### [Source records]
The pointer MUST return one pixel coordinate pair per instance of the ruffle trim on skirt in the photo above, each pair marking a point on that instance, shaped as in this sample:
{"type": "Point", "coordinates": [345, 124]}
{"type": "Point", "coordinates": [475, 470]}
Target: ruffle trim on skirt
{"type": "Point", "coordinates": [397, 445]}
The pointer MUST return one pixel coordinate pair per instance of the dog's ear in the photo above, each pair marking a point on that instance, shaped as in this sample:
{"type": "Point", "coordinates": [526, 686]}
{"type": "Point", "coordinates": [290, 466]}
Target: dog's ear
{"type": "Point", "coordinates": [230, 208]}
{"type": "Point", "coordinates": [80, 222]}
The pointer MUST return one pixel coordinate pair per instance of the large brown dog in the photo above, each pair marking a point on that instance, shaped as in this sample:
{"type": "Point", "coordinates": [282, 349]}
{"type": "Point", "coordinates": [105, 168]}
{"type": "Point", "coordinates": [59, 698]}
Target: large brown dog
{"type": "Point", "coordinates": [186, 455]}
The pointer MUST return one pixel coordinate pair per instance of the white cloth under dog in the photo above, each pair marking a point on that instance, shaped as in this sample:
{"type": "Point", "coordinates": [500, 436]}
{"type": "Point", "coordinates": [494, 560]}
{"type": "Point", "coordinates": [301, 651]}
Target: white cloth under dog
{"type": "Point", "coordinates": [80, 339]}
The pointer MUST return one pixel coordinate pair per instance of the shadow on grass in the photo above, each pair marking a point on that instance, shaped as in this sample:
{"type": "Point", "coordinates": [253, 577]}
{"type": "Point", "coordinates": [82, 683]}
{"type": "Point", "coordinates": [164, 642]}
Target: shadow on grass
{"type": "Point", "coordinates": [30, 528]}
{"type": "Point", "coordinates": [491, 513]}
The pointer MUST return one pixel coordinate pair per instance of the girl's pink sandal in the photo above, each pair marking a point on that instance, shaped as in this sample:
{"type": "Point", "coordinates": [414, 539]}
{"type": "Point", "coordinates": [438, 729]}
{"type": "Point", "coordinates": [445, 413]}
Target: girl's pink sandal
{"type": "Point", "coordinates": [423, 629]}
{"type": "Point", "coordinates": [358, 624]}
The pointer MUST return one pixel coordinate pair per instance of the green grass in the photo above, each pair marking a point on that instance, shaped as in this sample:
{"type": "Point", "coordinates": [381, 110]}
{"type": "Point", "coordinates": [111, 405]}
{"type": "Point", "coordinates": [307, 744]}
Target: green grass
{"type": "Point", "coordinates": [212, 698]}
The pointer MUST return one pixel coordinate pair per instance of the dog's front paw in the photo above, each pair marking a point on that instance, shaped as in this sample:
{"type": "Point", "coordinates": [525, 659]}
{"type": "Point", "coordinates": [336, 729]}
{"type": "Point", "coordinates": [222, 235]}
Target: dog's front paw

### [What you should do]
All of the material must be given again, exactly as it appears above.

### [Response area]
The pointer MUST return one pixel coordinate pair per instance of the ruffle trim on skirt in the photo above, each pair marking a point on that instance, shaped as in this sample:
{"type": "Point", "coordinates": [345, 124]}
{"type": "Point", "coordinates": [475, 470]}
Target: ruffle trim on skirt
{"type": "Point", "coordinates": [397, 445]}
The pointer MUST return one pixel coordinate pair per instance of the dog's ear in the photo above, each pair marking a point on that instance, shaped as in this sample:
{"type": "Point", "coordinates": [526, 686]}
{"type": "Point", "coordinates": [290, 466]}
Target: dog's ear
{"type": "Point", "coordinates": [230, 208]}
{"type": "Point", "coordinates": [80, 222]}
The pointer MUST return one pixel coordinate pair per instance of the large brown dog in the photo above, each pair marking a point on that instance, shaped as in this sample:
{"type": "Point", "coordinates": [282, 349]}
{"type": "Point", "coordinates": [105, 168]}
{"type": "Point", "coordinates": [59, 698]}
Target: large brown dog
{"type": "Point", "coordinates": [186, 455]}
The pointer MUST return one pixel coordinate pair per instance of the white cloth under dog in the photo above, each pair marking a point on that instance, shaped as in this sample:
{"type": "Point", "coordinates": [500, 436]}
{"type": "Point", "coordinates": [494, 560]}
{"type": "Point", "coordinates": [301, 651]}
Target: white cloth under dog
{"type": "Point", "coordinates": [80, 339]}
The pointer MUST return one pixel coordinate pair per instance of the shadow on grass in the photo above, each pair marking a point on that instance, shaped as in this sample:
{"type": "Point", "coordinates": [253, 577]}
{"type": "Point", "coordinates": [82, 683]}
{"type": "Point", "coordinates": [164, 642]}
Target: shadow on grass
{"type": "Point", "coordinates": [30, 528]}
{"type": "Point", "coordinates": [491, 513]}
The pointer MUST return one pixel coordinate pair per instance of the girl's pink sandal in the photo above, each pair marking a point on that instance, shaped as in this sample:
{"type": "Point", "coordinates": [414, 539]}
{"type": "Point", "coordinates": [438, 729]}
{"type": "Point", "coordinates": [445, 413]}
Target: girl's pink sandal
{"type": "Point", "coordinates": [423, 629]}
{"type": "Point", "coordinates": [358, 624]}
The pointer MUST return one pixel coordinate pair per instance of the green grass in the photo above, each pair marking a point on that instance, shaped as in this sample:
{"type": "Point", "coordinates": [381, 110]}
{"type": "Point", "coordinates": [111, 405]}
{"type": "Point", "coordinates": [307, 744]}
Target: green grass
{"type": "Point", "coordinates": [212, 698]}
The pointer MUST return one pixel coordinate pair per instance of the dog's front paw in the photo above, each pair marking a point on that instance, shaped as in this sample:
{"type": "Point", "coordinates": [525, 659]}
{"type": "Point", "coordinates": [336, 729]}
{"type": "Point", "coordinates": [222, 235]}
Target: dog's front paw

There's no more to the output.